Point placement records
start

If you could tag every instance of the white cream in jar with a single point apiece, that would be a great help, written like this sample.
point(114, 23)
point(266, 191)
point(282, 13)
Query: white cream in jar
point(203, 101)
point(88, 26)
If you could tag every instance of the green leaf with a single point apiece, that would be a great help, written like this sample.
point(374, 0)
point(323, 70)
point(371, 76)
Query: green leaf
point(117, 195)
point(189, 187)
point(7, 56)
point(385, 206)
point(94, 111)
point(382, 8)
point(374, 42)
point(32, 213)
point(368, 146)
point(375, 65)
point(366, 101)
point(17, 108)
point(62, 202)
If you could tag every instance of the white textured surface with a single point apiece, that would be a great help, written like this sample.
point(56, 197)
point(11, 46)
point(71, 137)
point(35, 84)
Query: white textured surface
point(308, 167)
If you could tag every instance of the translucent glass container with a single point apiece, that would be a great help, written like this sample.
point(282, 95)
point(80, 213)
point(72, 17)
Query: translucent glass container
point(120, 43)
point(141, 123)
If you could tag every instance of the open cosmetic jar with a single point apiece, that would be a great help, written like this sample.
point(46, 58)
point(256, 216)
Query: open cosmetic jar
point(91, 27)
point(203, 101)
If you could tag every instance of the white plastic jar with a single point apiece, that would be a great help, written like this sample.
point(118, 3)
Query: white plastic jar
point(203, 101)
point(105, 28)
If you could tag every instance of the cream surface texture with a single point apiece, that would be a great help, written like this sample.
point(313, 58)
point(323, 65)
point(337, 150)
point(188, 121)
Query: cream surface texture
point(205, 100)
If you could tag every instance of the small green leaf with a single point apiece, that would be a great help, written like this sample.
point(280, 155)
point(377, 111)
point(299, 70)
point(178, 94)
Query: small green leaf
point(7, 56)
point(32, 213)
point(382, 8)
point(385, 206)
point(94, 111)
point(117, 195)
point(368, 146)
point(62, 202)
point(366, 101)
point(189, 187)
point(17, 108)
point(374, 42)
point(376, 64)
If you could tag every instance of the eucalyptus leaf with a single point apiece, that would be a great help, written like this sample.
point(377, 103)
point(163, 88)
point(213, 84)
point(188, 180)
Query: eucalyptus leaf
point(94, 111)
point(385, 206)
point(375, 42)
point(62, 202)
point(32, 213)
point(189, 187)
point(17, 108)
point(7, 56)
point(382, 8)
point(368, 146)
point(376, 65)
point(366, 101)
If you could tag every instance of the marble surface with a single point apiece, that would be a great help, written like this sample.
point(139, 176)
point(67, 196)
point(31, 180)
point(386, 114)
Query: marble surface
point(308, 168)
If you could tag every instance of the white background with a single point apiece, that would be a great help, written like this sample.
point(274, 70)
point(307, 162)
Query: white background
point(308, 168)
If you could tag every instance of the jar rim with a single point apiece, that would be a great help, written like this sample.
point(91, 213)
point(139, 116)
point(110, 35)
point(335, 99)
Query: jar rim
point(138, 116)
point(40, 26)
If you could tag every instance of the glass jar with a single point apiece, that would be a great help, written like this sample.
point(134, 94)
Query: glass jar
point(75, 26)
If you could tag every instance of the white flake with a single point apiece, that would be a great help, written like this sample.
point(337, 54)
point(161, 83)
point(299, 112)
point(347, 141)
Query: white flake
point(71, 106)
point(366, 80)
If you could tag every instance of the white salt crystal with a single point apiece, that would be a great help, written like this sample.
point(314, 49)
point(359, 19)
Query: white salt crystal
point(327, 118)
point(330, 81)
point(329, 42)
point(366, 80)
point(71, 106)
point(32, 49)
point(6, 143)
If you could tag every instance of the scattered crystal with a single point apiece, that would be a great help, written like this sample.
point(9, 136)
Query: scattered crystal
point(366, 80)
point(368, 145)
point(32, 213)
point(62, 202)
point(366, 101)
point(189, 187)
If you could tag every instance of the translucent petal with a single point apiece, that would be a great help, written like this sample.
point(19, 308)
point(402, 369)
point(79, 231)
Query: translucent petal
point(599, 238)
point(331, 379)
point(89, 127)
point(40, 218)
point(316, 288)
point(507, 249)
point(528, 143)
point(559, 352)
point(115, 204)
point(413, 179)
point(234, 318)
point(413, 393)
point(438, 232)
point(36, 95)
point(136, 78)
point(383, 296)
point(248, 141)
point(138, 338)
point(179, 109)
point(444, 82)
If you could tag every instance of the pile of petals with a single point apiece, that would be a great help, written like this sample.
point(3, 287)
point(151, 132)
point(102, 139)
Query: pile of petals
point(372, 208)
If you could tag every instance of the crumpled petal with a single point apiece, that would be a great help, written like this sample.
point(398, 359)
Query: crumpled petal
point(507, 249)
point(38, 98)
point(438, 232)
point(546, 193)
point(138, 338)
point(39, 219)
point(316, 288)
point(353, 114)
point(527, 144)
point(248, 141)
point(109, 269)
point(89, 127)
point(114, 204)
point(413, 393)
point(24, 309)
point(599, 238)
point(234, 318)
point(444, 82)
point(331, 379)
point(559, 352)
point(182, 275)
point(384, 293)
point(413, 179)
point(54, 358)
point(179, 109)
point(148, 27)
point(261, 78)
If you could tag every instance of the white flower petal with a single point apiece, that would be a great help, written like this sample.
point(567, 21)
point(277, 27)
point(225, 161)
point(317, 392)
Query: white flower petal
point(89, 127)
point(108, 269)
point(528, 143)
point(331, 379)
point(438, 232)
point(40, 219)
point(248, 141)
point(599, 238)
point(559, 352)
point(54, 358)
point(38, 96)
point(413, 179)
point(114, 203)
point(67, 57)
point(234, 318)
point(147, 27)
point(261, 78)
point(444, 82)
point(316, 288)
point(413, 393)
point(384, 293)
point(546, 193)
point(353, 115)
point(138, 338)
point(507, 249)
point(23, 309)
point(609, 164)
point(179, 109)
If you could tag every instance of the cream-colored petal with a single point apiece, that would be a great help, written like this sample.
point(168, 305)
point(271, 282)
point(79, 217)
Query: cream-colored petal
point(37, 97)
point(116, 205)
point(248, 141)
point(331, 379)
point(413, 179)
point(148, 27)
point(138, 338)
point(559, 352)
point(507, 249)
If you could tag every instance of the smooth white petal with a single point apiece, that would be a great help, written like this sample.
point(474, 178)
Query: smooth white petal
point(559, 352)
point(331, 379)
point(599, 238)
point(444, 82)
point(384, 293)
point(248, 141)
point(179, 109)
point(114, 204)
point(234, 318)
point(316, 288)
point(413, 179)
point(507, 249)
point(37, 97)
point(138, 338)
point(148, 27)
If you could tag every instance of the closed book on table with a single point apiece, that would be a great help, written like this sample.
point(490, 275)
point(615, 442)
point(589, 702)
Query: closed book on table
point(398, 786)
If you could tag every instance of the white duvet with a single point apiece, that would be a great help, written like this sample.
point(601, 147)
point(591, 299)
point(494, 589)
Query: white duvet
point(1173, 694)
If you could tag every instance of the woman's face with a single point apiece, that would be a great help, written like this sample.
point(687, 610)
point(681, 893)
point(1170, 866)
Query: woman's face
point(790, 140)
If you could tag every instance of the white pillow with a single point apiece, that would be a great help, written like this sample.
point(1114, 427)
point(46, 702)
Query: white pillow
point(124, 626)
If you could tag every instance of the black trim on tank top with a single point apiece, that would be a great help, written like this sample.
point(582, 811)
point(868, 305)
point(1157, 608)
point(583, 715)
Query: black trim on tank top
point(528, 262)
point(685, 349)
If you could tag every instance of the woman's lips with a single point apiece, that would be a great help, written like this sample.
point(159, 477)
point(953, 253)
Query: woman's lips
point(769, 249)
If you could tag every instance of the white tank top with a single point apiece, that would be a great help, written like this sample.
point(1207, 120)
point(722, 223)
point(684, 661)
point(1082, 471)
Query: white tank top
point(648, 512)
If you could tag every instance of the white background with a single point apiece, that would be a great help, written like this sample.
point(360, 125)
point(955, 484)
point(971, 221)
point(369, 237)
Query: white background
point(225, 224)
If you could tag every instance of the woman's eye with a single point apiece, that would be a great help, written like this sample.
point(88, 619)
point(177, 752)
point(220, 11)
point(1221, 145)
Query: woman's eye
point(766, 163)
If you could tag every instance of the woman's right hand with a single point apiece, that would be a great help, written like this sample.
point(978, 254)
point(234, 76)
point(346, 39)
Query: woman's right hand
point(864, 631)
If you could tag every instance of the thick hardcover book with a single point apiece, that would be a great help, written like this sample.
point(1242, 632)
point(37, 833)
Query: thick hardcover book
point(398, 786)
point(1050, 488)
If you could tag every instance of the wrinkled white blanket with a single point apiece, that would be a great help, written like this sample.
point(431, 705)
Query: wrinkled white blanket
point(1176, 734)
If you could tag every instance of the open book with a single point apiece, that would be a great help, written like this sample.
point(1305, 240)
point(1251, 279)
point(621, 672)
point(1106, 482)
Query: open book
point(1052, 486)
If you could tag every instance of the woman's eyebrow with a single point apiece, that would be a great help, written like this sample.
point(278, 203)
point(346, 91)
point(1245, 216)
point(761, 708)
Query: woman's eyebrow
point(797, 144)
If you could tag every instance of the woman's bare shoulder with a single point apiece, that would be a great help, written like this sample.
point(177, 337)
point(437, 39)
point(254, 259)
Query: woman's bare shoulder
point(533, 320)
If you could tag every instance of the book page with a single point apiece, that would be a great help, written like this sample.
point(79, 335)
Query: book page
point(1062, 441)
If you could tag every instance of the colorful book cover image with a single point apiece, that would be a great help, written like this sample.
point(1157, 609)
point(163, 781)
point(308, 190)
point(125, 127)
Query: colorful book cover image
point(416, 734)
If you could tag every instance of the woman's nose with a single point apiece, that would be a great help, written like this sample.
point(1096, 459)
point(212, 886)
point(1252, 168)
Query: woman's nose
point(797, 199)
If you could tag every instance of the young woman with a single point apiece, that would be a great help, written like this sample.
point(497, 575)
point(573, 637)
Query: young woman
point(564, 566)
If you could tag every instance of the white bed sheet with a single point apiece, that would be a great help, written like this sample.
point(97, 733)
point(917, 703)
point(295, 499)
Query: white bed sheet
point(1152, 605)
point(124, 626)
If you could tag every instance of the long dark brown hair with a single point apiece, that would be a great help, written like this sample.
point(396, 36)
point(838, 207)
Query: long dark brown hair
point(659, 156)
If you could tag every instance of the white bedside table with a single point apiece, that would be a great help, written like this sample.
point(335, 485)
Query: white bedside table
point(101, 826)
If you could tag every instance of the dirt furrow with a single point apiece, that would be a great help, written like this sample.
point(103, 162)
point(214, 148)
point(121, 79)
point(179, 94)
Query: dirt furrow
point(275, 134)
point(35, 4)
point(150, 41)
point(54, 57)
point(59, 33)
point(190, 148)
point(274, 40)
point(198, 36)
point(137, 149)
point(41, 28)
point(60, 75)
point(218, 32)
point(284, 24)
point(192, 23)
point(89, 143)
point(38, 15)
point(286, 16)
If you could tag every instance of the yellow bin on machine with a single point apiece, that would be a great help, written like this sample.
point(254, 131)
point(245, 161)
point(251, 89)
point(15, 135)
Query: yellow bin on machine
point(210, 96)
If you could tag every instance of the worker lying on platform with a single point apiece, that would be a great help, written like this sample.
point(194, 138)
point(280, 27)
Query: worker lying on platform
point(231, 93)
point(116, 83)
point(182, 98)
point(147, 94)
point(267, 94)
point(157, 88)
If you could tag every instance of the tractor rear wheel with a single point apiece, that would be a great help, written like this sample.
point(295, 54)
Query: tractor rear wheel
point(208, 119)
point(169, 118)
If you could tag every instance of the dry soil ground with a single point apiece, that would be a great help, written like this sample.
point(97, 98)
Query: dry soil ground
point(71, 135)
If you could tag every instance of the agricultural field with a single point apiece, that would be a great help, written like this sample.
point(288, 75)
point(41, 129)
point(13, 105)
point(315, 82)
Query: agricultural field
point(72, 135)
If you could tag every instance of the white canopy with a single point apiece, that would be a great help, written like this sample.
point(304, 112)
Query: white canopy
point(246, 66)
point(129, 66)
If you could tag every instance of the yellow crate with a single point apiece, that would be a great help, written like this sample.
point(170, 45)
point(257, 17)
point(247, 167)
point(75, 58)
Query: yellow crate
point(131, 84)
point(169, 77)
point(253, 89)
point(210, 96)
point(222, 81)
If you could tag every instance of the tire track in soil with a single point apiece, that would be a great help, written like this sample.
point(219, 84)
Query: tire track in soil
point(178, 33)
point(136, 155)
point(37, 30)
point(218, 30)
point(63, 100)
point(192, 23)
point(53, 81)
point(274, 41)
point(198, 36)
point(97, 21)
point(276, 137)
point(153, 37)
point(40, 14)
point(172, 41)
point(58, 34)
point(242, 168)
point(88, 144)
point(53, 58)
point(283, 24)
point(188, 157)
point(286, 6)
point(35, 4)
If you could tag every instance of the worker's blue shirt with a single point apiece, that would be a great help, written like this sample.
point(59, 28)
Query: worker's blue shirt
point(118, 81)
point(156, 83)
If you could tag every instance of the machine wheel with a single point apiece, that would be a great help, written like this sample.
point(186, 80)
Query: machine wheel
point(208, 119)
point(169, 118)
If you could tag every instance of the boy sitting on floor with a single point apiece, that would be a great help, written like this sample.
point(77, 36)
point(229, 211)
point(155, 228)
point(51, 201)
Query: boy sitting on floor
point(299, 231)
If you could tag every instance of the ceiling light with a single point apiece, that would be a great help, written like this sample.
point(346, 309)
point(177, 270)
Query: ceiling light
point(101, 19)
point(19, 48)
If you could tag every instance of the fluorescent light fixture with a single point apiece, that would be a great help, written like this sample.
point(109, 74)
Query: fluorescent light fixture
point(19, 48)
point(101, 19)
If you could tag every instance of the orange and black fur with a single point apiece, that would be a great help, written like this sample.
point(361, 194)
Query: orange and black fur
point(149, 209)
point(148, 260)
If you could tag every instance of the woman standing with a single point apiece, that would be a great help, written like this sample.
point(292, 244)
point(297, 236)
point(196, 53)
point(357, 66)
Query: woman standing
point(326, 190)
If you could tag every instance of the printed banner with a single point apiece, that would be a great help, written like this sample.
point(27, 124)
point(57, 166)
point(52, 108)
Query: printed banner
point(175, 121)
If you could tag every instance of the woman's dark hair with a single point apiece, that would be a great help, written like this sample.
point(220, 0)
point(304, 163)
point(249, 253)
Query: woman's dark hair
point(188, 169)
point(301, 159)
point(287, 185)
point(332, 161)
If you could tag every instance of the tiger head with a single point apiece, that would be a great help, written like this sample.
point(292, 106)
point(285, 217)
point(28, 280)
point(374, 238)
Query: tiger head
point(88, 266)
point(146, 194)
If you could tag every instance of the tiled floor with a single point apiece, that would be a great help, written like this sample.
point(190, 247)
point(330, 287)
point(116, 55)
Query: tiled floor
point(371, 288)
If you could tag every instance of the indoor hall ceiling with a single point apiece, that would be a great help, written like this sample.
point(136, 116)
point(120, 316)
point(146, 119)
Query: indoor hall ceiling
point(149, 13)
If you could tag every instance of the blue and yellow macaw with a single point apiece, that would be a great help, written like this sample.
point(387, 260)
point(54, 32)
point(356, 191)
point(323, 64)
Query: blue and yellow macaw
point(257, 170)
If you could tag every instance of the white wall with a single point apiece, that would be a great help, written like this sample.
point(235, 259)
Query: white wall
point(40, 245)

end

Problem
Express as a JSON list of strings, one string per line with blank lines dropped, the items starting with the line containing "If you could tag every instance of the small" and going on through the line containing "point(376, 64)".

Finished task
[
  "If you could tag every instance of the small green leaf with a single point apiece, that would be a great help, written like this sample.",
  "point(280, 155)",
  "point(377, 111)",
  "point(299, 70)",
  "point(178, 94)",
  "Query: small green leaf",
  "point(7, 56)",
  "point(32, 213)",
  "point(382, 8)",
  "point(385, 206)",
  "point(94, 111)",
  "point(117, 195)",
  "point(368, 146)",
  "point(62, 202)",
  "point(366, 101)",
  "point(189, 187)",
  "point(17, 108)",
  "point(374, 42)",
  "point(376, 64)"
]